(Referring expression data)
**********

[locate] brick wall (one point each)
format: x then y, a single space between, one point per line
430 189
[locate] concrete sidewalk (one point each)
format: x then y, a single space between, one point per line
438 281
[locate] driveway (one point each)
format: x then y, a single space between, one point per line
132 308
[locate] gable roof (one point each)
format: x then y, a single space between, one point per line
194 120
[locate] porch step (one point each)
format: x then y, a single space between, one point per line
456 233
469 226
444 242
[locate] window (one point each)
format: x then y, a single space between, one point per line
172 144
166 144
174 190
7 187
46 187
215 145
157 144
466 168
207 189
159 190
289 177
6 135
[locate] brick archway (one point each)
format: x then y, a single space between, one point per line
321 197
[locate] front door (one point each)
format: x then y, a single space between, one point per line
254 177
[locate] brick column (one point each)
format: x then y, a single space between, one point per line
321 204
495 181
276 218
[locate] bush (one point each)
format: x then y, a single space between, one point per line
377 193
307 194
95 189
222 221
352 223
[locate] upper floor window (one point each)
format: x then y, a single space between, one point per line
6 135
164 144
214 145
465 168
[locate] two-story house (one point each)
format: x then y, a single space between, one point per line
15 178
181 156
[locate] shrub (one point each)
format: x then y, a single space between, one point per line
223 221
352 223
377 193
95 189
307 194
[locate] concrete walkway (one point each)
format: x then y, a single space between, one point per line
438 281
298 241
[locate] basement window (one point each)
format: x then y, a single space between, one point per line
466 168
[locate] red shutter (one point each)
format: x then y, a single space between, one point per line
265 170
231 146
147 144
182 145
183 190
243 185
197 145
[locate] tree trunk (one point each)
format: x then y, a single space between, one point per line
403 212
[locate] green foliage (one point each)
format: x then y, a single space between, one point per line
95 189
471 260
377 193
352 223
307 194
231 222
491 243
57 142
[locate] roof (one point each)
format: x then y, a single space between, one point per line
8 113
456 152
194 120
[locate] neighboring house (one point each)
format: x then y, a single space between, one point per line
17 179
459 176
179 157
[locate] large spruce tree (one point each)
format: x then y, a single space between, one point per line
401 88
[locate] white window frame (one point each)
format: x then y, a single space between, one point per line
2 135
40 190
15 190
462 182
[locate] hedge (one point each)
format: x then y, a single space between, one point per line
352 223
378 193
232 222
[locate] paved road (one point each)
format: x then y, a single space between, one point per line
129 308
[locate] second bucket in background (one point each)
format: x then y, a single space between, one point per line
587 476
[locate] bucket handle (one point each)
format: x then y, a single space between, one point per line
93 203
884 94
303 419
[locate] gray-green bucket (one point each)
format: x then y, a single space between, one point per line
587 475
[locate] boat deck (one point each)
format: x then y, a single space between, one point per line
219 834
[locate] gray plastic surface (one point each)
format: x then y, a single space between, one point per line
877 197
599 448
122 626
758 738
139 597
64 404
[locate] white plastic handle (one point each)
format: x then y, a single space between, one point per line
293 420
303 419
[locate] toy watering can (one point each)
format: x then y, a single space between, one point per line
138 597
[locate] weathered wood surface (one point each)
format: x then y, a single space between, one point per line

**********

Write out every entry again so that each line matches the original exactly.

[locate] brick wall (one point each)
format: x then y, a single space between, one point per line
430 189
[locate] concrete sidewalk (one point each)
format: x then y, a single space between, one point per line
438 281
[locate] driveway (one point each)
format: x then y, a single space between, one point per line
132 308
[locate] gable roof (one point each)
format: x then y, a single space between, one point per line
194 120
[locate] porch step (one point each)
format: x then y, a single space between, one point per line
456 233
469 226
444 242
[locate] window (one point each)
format: x then y, a single space between, one point per line
172 144
166 144
174 190
7 187
46 187
215 145
157 144
466 168
207 189
159 190
289 177
6 135
[locate] brick archway (one point each)
format: x then y, a single space between, one point per line
321 197
[locate] front door (one point each)
format: x then y, a single space between, one point per line
254 177
[locate] brick column (one point each)
format: x then y, a single space between, one point per line
321 204
495 181
276 218
[locate] bush (one point each)
format: x then y, a single space between, one point per line
377 193
307 194
95 189
222 221
352 223
[locate] upper floor window (one point each)
format: x then y, a single space between, one point per line
6 135
164 144
214 145
465 168
[locate] two-story house (one point each)
format: x then y, a single space between, one point per line
15 178
181 156
[locate] shrub (one point each)
format: x then y, a single space between, one point per line
223 221
352 223
377 193
95 189
307 194
[locate] concrete walkway (one point each)
format: x then y, a single space between, one point per line
438 281
298 241
[locate] basement window (one point each)
format: x then y, a single space between, one point per line
466 168
[locate] red shutter (one point each)
format: x then y, a single space between, one point per line
265 170
231 146
147 144
182 145
183 190
243 185
197 145
[locate] tree trunk (one point each)
format: x then y, a single space between, one point per line
403 212
[locate] green foliage (one point each)
format: x then y, a single space between, one point per line
95 189
471 260
377 193
352 223
307 194
231 222
491 243
57 142
[locate] roof (one point each)
format: x then y, a single space between, one point per line
8 113
456 152
194 120
[locate] neighboring house (one point each)
format: x then y, a single space between, one point per line
17 179
459 176
179 157
[locate] large spruce tree (one point each)
format: x then y, a single space between, one point per line
401 88
[locate] white window frame (one point each)
format: x then y, a single space between, one point per line
2 135
40 190
15 190
462 182
[locate] hedge (one point each)
format: x then y, a single space between, one point per line
352 223
378 193
232 222
[locate] paved road (one point each)
format: x then y, a single space between, one point per line
129 308
[locate] second bucket in background (one point each)
format: x then y, a single space between, one point per line
587 476
[locate] bucket handle (one point each)
format: x then y, a single space between, one point per line
93 203
884 94
303 419
[locate] gray-green bucket (one point each)
format: x then y, a single space between, one point per line
587 475
[locate] boat deck (one point each)
format: x then y, a single space between, one point per line
219 834
[locate] gray plastic surface (one point each)
format: x then y, a single space between, one point per line
877 197
599 448
122 626
758 738
139 597
64 404
[locate] white plastic handle (one point each)
format: x then y, a single space between, one point per line
293 420
303 419
[locate] toy watering can (one point each)
format: x then y, a single space between, one point per line
138 597
[locate] weathered wood surface (one point each)
format: x then y, a single space between, one point per line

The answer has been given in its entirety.